- **YOUR OBJECTIVE**: Return every line of the data exactly as it stands.

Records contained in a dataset
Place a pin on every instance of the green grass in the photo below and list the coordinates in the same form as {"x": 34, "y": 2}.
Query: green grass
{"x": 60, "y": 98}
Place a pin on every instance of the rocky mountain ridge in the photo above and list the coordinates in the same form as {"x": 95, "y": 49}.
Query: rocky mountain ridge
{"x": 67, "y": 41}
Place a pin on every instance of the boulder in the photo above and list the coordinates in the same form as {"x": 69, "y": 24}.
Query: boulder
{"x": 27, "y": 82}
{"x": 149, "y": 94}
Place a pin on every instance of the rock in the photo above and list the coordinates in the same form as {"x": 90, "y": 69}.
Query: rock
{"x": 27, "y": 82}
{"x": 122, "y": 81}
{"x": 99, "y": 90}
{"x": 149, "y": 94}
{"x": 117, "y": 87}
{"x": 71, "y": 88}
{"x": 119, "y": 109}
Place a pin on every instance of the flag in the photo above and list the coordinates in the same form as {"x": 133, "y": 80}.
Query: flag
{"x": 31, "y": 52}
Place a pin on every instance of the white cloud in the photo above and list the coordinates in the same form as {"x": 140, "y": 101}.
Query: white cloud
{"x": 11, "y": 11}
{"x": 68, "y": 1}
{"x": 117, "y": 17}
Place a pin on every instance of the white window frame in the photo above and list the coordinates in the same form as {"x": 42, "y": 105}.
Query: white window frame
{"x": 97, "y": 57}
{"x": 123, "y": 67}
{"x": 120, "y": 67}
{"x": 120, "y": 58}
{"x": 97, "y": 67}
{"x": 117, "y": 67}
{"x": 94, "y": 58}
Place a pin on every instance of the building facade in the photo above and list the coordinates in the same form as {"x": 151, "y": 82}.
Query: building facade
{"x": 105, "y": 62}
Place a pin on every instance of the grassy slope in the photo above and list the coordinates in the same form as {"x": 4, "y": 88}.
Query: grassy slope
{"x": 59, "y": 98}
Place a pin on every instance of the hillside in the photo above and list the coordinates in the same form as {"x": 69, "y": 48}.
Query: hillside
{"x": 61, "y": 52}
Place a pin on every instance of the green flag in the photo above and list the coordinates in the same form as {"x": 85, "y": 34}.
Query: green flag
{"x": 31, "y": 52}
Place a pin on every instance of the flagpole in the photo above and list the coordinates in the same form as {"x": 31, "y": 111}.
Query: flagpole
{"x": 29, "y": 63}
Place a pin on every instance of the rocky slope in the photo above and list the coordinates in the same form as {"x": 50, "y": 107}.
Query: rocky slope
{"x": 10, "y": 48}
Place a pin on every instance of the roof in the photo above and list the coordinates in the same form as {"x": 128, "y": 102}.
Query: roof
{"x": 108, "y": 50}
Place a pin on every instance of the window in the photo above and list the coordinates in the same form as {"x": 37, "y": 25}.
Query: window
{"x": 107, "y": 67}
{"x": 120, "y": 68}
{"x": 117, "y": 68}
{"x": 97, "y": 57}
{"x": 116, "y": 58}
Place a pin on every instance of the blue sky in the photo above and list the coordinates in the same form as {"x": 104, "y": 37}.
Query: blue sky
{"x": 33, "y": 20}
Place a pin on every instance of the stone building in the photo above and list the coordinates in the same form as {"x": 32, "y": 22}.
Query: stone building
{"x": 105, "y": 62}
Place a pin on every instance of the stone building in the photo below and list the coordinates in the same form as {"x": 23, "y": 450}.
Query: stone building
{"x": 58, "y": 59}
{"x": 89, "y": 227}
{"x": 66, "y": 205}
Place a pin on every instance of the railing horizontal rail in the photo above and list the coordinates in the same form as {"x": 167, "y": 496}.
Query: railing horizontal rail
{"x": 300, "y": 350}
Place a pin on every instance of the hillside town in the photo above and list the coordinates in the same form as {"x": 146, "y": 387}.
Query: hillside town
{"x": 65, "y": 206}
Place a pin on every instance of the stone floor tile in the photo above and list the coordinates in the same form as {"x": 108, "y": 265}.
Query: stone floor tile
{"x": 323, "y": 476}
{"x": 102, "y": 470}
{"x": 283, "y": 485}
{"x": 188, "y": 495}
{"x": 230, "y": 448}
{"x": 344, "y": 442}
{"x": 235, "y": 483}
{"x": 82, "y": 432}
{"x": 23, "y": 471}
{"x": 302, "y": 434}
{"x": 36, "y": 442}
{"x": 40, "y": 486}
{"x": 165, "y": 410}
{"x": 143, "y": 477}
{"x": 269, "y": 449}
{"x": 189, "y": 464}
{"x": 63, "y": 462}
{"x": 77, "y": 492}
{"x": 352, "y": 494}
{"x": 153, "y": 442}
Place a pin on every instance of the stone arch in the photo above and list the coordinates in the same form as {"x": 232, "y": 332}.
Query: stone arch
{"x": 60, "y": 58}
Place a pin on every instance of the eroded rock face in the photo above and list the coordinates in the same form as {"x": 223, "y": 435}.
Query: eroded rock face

- **OUTPUT FOR THIS TASK**:
Place a pin on every instance of the green grass in the photo below and list the coordinates in the same form as {"x": 34, "y": 2}.
Query: green grass
{"x": 60, "y": 98}
Place a pin on every instance of the rocky mountain ridge in the photo above and list the coordinates in the same form as {"x": 95, "y": 49}.
Query: rocky mountain ridge
{"x": 67, "y": 41}
Place a pin on every instance of the boulder in the photo above and list the coordinates in the same form as {"x": 69, "y": 24}.
Query: boulder
{"x": 27, "y": 82}
{"x": 149, "y": 94}
Place a pin on every instance of the rock in the photo above and list the coordinates in the same form as {"x": 90, "y": 69}.
Query: rock
{"x": 27, "y": 82}
{"x": 122, "y": 81}
{"x": 99, "y": 90}
{"x": 149, "y": 94}
{"x": 117, "y": 87}
{"x": 71, "y": 88}
{"x": 119, "y": 109}
Place a pin on every instance of the flag in the photo above and list the coordinates in the same form as {"x": 133, "y": 80}.
Query: flag
{"x": 31, "y": 52}
Place a pin on every instance of the white cloud in the photo above and list the coordinates in the same form as {"x": 140, "y": 101}.
Query: white cloud
{"x": 11, "y": 11}
{"x": 68, "y": 1}
{"x": 117, "y": 17}
Place a pin on every instance of the white window frame in the photo above and list the coordinates in the same form as {"x": 42, "y": 105}.
Query: white window frame
{"x": 97, "y": 57}
{"x": 123, "y": 67}
{"x": 120, "y": 67}
{"x": 120, "y": 58}
{"x": 97, "y": 67}
{"x": 117, "y": 67}
{"x": 94, "y": 58}
Place a pin on every instance of the building facade in the photo above and list the coordinates in the same form as {"x": 151, "y": 82}.
Query: building facade
{"x": 105, "y": 62}
Place a pin on every instance of the grassy slope in the photo above and list the coordinates in the same form as {"x": 4, "y": 88}.
Query: grassy slope
{"x": 59, "y": 98}
Place a pin on every instance of the hillside in the photo above and list the coordinates in the same form as {"x": 69, "y": 48}.
Query: hillside
{"x": 61, "y": 52}
Place a pin on every instance of the green flag in the photo above and list the coordinates in the same form as {"x": 85, "y": 34}.
Query: green flag
{"x": 31, "y": 52}
Place a pin on every instance of the flagpole in the photo above and list the coordinates in the same form as {"x": 31, "y": 111}.
Query: flagpole
{"x": 29, "y": 63}
Place a pin on every instance of the rocky slope in the photo above and list the coordinates in the same form as {"x": 50, "y": 107}.
Query: rocky slope
{"x": 10, "y": 48}
Place a pin on every instance of the roof in the photo above and list the coordinates in the same form as {"x": 128, "y": 102}.
Query: roof
{"x": 108, "y": 50}
Place a pin on every instance of the window in the photo above and list the coordinates in the same form as {"x": 37, "y": 25}.
Query: window
{"x": 107, "y": 67}
{"x": 120, "y": 68}
{"x": 117, "y": 68}
{"x": 97, "y": 57}
{"x": 116, "y": 58}
Place a pin on every instance of the blue sky in the photo above and list the coordinates in the same form as {"x": 104, "y": 37}.
Query: blue sky
{"x": 33, "y": 20}
Place a pin on every instance of the stone building in the photo above and list the coordinates in the same form as {"x": 32, "y": 22}.
Query: stone building
{"x": 105, "y": 62}
Place a pin on every instance of the stone building in the photo below and list the coordinates in the same form as {"x": 23, "y": 450}.
Query: stone building
{"x": 58, "y": 59}
{"x": 89, "y": 227}
{"x": 66, "y": 205}
Place a pin on every instance of the railing horizontal rail in the photo above and list the coordinates in the same form as {"x": 167, "y": 496}.
Query: railing horizontal rail
{"x": 300, "y": 350}
Place a pin on every instance of the hillside town in the photo above and list the coordinates in the same form as {"x": 146, "y": 387}.
Query: hillside town
{"x": 65, "y": 206}
Place a pin on every instance of the stone floor tile in the photo above and list the coordinates in the same form as {"x": 108, "y": 265}.
Query: stone floor tile
{"x": 323, "y": 476}
{"x": 102, "y": 470}
{"x": 283, "y": 485}
{"x": 188, "y": 495}
{"x": 230, "y": 448}
{"x": 344, "y": 442}
{"x": 235, "y": 483}
{"x": 82, "y": 432}
{"x": 23, "y": 471}
{"x": 302, "y": 434}
{"x": 36, "y": 442}
{"x": 40, "y": 486}
{"x": 165, "y": 410}
{"x": 143, "y": 477}
{"x": 269, "y": 449}
{"x": 189, "y": 464}
{"x": 63, "y": 462}
{"x": 77, "y": 492}
{"x": 352, "y": 494}
{"x": 153, "y": 442}
Place a pin on every instance of the stone arch in the photo above and list the coordinates in the same form as {"x": 232, "y": 332}.
Query: stone arch
{"x": 60, "y": 58}
Place a pin on every instance of the eroded rock face in the photo above and list the coordinates in the same form as {"x": 223, "y": 435}.
Query: eroded rock face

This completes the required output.